▸ RECORDS FOR THE EXERCISE

☆ ☆ ☆ ☆ ☆ ☆ ☆

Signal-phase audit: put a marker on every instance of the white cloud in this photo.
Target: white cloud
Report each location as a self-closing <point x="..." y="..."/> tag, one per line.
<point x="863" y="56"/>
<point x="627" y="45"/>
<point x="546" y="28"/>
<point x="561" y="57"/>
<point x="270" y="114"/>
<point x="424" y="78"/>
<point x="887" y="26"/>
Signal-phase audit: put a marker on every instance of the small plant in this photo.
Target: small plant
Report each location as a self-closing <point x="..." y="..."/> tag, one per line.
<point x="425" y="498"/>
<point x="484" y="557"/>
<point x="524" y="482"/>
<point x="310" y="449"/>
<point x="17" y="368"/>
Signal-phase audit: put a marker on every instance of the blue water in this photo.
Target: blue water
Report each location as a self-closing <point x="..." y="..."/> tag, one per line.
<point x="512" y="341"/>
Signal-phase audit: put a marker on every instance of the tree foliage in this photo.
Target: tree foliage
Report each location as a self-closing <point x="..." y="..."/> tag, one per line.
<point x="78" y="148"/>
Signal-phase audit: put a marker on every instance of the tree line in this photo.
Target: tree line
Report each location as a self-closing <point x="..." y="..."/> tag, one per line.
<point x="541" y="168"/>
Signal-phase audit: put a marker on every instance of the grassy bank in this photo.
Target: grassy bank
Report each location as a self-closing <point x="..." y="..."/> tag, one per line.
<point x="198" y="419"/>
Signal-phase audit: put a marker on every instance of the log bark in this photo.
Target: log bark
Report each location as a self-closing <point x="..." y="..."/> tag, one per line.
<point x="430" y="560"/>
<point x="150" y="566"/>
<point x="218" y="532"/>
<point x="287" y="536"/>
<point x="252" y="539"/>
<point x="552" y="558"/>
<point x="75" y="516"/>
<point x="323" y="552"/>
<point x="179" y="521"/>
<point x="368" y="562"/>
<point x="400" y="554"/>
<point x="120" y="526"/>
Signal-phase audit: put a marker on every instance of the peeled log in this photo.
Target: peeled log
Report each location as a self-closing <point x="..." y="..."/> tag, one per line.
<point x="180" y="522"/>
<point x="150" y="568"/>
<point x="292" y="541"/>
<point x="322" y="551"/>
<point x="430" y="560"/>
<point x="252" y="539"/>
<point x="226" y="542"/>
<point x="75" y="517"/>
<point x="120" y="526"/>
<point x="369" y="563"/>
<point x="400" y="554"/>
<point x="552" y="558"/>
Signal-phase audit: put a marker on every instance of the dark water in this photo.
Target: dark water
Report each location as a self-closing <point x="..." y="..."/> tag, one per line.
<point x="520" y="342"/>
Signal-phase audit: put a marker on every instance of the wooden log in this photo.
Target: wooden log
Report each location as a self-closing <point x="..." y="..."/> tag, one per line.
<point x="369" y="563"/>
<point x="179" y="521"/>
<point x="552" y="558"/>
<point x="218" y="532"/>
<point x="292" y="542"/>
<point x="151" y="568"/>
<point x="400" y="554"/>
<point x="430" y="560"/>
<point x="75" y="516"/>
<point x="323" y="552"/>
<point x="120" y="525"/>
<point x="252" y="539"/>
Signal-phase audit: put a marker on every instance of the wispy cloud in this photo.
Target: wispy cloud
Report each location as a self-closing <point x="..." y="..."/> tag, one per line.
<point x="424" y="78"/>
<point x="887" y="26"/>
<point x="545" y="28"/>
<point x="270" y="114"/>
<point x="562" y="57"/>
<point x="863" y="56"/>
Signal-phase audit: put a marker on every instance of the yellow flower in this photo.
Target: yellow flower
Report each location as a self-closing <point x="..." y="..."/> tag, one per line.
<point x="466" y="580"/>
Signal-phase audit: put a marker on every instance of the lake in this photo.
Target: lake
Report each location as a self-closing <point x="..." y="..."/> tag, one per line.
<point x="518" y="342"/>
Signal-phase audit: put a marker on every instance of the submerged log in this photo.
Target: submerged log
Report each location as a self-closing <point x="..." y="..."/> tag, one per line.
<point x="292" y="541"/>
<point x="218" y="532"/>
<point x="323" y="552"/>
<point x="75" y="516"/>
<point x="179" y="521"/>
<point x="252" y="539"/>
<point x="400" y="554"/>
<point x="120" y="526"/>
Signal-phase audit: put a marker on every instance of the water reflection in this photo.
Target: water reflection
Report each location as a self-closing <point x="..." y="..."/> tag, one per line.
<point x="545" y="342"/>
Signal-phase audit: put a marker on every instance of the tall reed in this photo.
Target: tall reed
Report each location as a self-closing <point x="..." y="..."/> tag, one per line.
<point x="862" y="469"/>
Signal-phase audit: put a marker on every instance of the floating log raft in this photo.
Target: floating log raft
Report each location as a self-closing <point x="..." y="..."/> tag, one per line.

☆ ☆ ☆ ☆ ☆ ☆ ☆

▸ EXERCISE AIM
Render the material from the line containing "Signal-phase audit: put a marker on every instance of the water" through the end of the material as a JSON list of strings, one string per line and both ends included. Leave out any blank lines.

▸ ANSWER TO THIS EXERCISE
[
  "Signal-phase audit: put a marker on every instance of the water reflection in this photo.",
  "Target: water reflection",
  "Report each location as a self-closing <point x=\"...\" y=\"...\"/> tag, one per line.",
  "<point x=\"545\" y=\"342\"/>",
  "Signal-phase audit: put a marker on every instance of the tall reed in this photo.",
  "Target: tall reed",
  "Report each location as a self-closing <point x=\"...\" y=\"...\"/> tag, one per line.",
  "<point x=\"862\" y=\"469\"/>",
  "Signal-phase audit: put a marker on every instance of the floating log raft in this photo.",
  "Target: floating log raft",
  "Report each location as a self-closing <point x=\"...\" y=\"...\"/> tag, one per line."
]